BOM PRA TODO MUNDO
Em busca de consensos, Ministério Público, Judiciário e sociedade civil destravam obras e amparam comunidades
Num mundo polarizado, exemplos de união de esforços e de bom senso mostram que a busca pelo bem comum é uma realidade possível
Última atualização: 30/06/2024 14:05
O risco de se desfazer do sonho de morar em condomínio fechado se transformou em obra para melhorar a mobilidade urbana numa cidade de 50 mil habitantes. Dinheiro arrecadado pela Justiça na aplicação de penas é investido na compra de drone para o combate ao crime e enfrentamento da dengue. Essa mesma fonte de receita ampara milhares de gaúchos castigados pelas cheias neste ano. Acordos costurados pelo Ministério Público (MP) garantem o bem-estar animal e fortalecem a atuação dos bombeiros em tempo de calamidade. O suor de empresários e de voluntários financia viaturas policiais. Conflitos judiciais que consumiam tempo e dinheiro resolvidos por meio da conciliação.
Num mundo polarizado, consensos nem sempre encontram terra fértil. Mas iniciativas de comunidades gaúchas, do Poder Judiciário e do Ministério Público mostram que é possível melhorar a vida em sociedade onde o bom senso frutifica. Prova disso acontece em Estância Velha, no Vale do Sinos. O que poderia virar uma longa disputa na Justiça se tornou a maior obra de mobilidade urbana que se tem notícia na cidade.
Esta história começa no final de 2020. Foi nesta época que uma denúncia inusitada chegou ao promotor de Justiça Bruno Carpes. “Uma das atribuições do MP é a questão da ordenação urbana. E foi informado que um condomínio da cidade restringia o direito de ir e vir das pessoas. Só que, legalmente, o condomínio seria um loteamento fechado, só poderia fazer uma fiscalização na entrada e saída, mas não impedir o acesso”, detalha o promotor.
A documentação confirmou a suspeita e o promotor se viu numa encruzilhada. Ou judicializava o caso e frustrava o sonho de centenas de famílias que adquiriram imóvel com a crença de viverem num condomínio fechado ou buscava um entendimento entre prefeitura e moradores. O bom senso entre as partes prevaleceu e a segunda opção aflorou.
“Tínhamos duas possibilidades. A primeira, que seria muito ruim para os moradores, era retirar a cancela e toda aquela configuração arquitetônica do condomínio. A segunda, a exemplo do que havia ocorrido anos antes no Litoral Norte, era que a associação dos moradores indenizasse o município pelos equipamentos urbanos de propriedade pública. Seguimos este segundo caminho por meio de um Termo de Ajustamento de Conduta (TAC)”, explica Carpes.

### Atividades
a) De acordo com o texto, em que região fica a cidade de Estância Velha?
b) Transcreva do texto o trecho que começa em "A documentação confirmou" e termina em "segunda opção aflorou.".

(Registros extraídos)
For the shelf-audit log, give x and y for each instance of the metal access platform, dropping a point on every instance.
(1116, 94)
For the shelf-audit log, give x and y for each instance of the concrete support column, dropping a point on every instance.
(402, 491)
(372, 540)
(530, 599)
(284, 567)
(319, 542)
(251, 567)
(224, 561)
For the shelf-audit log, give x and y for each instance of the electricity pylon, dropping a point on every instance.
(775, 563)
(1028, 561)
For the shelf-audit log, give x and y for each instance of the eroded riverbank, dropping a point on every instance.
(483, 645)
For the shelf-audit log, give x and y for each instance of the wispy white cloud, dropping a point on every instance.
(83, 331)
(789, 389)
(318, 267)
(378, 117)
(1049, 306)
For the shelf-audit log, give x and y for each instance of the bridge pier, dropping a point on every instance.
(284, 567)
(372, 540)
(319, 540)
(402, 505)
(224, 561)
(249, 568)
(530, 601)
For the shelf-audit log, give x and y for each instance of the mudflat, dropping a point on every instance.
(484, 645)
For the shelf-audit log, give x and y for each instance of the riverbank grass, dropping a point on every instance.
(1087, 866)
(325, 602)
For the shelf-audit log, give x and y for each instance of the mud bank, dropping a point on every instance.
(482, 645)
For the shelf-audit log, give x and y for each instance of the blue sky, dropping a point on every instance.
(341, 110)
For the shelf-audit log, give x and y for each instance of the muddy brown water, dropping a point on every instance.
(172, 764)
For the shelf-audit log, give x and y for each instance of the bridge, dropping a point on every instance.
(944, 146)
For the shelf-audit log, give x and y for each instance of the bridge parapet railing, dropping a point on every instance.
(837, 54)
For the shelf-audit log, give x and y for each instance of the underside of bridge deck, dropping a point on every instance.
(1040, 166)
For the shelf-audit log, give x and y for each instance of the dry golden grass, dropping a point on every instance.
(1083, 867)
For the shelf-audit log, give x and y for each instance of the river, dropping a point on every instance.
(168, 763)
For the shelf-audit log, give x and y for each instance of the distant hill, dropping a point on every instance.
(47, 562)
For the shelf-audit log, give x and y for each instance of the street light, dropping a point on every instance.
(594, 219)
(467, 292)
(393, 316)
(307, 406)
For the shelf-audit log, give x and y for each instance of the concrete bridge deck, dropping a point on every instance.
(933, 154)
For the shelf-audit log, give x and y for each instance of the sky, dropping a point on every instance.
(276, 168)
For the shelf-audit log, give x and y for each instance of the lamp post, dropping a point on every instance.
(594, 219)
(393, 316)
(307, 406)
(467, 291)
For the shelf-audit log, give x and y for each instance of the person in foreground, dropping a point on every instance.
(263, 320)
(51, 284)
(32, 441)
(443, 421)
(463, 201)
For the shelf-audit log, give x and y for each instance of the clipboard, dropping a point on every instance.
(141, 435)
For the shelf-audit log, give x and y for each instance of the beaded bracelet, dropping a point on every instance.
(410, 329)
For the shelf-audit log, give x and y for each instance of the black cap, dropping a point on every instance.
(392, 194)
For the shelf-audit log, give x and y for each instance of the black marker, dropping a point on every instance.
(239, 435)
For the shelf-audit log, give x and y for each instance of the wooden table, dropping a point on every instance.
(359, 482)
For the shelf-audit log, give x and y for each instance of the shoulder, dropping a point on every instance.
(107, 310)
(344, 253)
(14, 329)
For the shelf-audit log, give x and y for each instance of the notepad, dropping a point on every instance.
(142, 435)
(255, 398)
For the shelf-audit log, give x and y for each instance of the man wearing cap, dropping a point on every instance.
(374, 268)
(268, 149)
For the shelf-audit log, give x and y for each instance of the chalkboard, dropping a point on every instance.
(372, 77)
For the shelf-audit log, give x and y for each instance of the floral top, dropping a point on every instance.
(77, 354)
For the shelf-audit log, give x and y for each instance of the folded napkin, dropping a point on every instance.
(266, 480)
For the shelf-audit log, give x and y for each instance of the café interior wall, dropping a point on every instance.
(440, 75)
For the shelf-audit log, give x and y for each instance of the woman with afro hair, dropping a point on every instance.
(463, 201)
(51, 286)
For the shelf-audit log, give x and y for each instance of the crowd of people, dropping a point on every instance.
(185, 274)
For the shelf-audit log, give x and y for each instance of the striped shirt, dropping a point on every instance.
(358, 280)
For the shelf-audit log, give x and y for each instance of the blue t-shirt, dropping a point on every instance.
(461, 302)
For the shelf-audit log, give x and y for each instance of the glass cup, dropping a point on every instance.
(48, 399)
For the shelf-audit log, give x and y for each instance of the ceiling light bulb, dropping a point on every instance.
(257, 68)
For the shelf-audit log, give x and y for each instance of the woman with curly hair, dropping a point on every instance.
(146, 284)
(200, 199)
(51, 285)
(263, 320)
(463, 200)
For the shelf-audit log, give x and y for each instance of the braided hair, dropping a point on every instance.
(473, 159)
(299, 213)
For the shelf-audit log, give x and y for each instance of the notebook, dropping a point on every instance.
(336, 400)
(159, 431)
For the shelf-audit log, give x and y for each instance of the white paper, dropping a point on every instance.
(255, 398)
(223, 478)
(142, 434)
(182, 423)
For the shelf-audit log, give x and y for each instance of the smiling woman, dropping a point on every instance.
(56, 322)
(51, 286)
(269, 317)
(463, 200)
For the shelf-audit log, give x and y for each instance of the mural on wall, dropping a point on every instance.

==

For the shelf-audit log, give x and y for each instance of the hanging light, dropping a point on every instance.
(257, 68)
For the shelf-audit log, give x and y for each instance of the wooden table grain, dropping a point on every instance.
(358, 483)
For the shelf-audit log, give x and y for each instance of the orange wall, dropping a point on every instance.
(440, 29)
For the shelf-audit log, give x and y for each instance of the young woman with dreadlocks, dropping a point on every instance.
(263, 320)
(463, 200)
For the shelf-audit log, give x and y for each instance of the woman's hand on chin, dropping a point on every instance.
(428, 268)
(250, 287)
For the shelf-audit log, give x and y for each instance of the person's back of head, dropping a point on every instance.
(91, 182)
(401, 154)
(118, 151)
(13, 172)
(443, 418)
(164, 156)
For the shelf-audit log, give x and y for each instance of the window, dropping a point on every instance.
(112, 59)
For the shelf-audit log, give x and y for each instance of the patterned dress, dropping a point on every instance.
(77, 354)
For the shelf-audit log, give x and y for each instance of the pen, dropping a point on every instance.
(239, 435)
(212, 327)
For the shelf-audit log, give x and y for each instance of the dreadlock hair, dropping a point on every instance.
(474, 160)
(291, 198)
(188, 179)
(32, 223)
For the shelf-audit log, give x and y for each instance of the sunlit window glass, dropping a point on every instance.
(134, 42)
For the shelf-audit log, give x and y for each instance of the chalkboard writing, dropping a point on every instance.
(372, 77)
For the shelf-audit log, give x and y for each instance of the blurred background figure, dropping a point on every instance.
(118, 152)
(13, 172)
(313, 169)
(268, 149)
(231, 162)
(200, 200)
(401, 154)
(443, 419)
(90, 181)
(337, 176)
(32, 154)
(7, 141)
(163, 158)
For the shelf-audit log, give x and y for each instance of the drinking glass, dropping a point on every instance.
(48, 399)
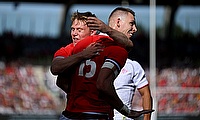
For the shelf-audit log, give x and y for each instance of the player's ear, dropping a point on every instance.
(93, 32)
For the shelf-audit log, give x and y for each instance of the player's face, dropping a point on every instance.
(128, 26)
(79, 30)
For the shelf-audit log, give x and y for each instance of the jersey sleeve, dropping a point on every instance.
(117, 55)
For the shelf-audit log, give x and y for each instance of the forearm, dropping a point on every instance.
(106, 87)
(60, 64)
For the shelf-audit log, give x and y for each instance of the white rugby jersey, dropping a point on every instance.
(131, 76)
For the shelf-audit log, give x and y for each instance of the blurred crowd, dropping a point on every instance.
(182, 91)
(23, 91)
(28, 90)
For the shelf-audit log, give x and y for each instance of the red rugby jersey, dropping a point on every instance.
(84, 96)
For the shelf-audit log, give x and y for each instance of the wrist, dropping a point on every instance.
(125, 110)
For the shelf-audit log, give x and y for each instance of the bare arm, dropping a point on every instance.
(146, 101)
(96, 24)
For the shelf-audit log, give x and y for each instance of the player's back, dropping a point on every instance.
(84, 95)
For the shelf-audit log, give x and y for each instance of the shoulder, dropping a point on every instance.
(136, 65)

---

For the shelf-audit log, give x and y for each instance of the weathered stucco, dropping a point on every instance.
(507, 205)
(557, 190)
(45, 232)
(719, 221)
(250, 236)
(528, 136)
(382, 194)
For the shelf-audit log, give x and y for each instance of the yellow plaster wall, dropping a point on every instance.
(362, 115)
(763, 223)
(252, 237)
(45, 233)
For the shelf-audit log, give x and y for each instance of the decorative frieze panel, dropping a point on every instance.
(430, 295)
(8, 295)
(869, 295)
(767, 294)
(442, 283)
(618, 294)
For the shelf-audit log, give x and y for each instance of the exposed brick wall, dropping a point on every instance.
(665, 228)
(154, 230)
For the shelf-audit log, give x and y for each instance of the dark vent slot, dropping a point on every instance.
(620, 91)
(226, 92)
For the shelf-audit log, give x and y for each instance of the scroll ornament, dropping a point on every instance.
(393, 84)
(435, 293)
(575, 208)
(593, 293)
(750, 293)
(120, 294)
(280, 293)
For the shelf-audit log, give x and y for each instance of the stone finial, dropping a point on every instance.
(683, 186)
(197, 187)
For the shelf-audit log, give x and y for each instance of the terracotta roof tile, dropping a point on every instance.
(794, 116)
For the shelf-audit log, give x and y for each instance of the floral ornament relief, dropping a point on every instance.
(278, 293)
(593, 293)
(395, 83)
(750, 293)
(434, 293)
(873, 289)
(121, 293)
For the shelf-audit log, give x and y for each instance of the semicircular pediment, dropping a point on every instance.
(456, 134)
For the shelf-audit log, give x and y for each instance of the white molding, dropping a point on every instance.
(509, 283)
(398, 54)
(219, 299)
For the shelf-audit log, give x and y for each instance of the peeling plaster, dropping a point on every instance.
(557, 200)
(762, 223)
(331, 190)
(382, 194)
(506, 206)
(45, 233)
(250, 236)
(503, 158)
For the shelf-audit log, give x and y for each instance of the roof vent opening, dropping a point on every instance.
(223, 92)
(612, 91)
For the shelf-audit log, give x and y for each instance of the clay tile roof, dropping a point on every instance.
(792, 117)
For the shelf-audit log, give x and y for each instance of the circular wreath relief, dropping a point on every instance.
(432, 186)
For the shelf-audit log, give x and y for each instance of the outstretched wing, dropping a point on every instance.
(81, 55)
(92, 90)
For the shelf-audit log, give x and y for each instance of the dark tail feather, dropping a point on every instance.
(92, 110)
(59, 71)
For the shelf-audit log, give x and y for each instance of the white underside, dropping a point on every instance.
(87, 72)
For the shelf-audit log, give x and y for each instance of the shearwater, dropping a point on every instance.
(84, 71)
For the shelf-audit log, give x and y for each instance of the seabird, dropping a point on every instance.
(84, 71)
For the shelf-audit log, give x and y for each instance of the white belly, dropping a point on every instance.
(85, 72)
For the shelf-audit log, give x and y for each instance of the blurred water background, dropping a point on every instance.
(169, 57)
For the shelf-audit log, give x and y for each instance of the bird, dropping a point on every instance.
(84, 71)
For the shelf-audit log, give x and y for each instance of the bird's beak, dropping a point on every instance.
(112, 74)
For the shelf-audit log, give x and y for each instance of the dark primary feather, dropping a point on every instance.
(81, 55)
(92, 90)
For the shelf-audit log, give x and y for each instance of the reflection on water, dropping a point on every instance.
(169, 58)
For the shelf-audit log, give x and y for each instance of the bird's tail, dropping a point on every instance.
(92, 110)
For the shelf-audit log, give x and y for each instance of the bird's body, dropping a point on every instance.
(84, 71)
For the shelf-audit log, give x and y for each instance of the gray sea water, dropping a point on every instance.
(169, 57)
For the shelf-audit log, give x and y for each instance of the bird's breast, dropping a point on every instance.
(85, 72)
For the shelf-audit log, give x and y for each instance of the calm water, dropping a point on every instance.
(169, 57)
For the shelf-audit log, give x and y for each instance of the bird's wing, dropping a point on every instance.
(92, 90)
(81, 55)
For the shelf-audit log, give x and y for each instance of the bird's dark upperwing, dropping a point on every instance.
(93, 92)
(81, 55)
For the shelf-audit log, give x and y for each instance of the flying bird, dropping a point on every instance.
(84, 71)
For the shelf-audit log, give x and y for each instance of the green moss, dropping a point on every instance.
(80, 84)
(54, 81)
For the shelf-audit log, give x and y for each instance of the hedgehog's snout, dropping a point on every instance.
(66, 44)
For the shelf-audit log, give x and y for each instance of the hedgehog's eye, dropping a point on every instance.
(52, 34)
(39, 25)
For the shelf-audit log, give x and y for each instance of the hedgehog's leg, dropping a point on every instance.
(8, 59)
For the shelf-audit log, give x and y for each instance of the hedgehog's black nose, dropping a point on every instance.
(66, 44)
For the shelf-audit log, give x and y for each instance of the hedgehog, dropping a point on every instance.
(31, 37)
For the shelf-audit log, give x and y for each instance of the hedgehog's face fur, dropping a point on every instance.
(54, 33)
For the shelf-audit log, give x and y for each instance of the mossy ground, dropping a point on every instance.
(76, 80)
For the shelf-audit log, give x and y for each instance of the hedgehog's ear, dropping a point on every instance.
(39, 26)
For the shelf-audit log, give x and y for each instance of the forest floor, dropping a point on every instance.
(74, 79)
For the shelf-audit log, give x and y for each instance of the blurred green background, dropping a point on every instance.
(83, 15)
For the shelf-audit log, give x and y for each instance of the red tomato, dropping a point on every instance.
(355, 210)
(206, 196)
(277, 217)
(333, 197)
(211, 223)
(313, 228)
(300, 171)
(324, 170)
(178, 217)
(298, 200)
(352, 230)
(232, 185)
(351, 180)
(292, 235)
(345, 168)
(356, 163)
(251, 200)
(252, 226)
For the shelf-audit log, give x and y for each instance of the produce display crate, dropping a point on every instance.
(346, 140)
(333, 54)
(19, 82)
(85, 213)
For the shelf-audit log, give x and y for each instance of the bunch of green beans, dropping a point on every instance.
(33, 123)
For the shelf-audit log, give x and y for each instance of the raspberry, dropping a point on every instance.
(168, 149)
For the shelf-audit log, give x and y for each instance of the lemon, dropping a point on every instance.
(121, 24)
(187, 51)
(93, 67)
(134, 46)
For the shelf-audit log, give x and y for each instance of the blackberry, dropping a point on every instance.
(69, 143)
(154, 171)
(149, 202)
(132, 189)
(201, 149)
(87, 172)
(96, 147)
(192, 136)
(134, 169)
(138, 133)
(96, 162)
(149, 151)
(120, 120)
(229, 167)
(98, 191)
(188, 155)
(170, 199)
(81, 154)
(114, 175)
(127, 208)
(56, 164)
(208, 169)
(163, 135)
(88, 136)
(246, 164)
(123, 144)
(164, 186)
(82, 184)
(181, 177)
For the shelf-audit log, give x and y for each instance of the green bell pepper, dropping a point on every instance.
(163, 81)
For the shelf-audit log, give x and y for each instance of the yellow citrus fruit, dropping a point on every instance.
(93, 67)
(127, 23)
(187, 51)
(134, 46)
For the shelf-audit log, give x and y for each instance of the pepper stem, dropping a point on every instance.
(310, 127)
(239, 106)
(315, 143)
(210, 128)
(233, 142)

### Respostas por atividade
a) No Vale do Sinos.

b)
A documentação confirmou a suspeita e o promotor se viu numa encruzilhada. Ou judicializava o caso e frustrava o sonho de centenas de famílias que adquiriram imóvel com a crença de viverem num condomínio fechado ou buscava um entendimento entre prefeitura e moradores. O bom senso entre as partes prevaleceu e a segunda opção aflorou.